start MATERIALS PROVIDED

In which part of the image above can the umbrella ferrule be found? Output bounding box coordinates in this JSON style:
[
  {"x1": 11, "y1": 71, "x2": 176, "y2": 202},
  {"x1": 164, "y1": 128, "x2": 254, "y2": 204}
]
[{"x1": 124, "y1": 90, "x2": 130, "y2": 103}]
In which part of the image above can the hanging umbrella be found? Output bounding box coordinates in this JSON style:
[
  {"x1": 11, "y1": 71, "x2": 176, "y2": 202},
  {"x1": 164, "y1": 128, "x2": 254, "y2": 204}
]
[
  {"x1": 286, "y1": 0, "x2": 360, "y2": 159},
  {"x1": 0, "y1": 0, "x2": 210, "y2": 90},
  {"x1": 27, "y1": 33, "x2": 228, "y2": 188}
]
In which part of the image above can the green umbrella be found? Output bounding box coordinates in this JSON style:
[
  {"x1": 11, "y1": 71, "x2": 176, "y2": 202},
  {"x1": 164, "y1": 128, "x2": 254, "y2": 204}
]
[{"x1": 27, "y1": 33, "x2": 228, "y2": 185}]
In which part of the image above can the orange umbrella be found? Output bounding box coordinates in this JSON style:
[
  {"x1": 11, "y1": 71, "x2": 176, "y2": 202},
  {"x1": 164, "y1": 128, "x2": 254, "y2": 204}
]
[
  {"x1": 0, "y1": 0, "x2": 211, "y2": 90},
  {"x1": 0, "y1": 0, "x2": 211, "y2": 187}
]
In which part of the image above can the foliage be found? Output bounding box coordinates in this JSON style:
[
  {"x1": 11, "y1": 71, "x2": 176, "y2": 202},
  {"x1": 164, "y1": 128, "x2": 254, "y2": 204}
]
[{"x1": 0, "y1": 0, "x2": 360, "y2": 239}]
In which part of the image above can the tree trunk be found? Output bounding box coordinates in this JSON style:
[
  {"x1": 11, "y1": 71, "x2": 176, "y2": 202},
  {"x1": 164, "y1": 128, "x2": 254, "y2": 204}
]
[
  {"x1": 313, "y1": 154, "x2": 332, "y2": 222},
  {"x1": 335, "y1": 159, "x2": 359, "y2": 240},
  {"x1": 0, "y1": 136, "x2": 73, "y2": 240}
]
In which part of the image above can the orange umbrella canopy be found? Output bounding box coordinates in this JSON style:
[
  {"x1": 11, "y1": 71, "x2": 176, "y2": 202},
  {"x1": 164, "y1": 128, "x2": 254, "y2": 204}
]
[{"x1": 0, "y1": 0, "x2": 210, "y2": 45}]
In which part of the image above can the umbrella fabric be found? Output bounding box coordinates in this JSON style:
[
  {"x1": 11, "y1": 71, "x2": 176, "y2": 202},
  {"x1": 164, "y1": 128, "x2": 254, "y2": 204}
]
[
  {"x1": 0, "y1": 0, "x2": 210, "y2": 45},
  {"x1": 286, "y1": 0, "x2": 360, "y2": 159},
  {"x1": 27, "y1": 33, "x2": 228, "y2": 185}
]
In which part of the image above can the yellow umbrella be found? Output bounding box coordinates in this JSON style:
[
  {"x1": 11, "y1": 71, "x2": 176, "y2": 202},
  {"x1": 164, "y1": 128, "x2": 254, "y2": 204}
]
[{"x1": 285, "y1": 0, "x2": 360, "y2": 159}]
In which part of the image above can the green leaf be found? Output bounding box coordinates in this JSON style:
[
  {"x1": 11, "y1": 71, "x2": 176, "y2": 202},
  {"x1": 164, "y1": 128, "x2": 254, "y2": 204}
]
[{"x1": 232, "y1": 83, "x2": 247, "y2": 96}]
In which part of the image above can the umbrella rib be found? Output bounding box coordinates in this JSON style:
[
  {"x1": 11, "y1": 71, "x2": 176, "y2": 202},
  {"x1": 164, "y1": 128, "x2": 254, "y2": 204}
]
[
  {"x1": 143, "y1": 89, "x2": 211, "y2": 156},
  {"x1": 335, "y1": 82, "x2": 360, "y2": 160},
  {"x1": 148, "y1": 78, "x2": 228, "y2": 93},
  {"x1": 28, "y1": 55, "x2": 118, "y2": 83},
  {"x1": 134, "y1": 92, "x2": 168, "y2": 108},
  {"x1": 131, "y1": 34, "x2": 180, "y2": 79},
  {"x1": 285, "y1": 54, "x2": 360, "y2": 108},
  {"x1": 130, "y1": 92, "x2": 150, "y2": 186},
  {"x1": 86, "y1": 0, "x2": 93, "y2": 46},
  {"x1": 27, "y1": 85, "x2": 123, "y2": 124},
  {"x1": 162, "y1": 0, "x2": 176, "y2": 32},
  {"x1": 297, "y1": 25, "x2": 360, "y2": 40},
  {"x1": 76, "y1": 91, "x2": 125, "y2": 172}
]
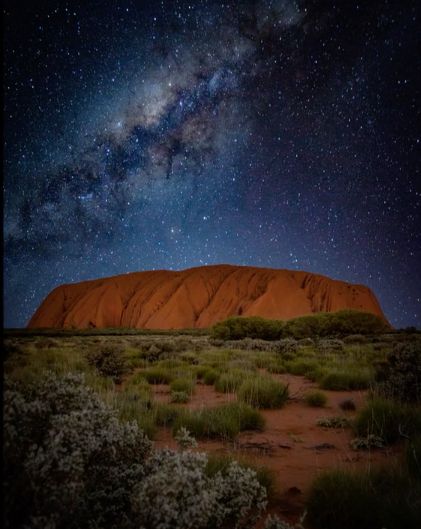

end MATERIALS PROVIDED

YOUR INSTRUCTIONS: Gather every line from the dataset entries above that contains the string "orange".

THE COMPLETED TASK:
In which part of the image above can the orange umbrella be found? Output bounding box coordinates in this JSON style:
In which part of the image above can the orange umbrella canopy be found? Output bounding box coordinates in this JSON style:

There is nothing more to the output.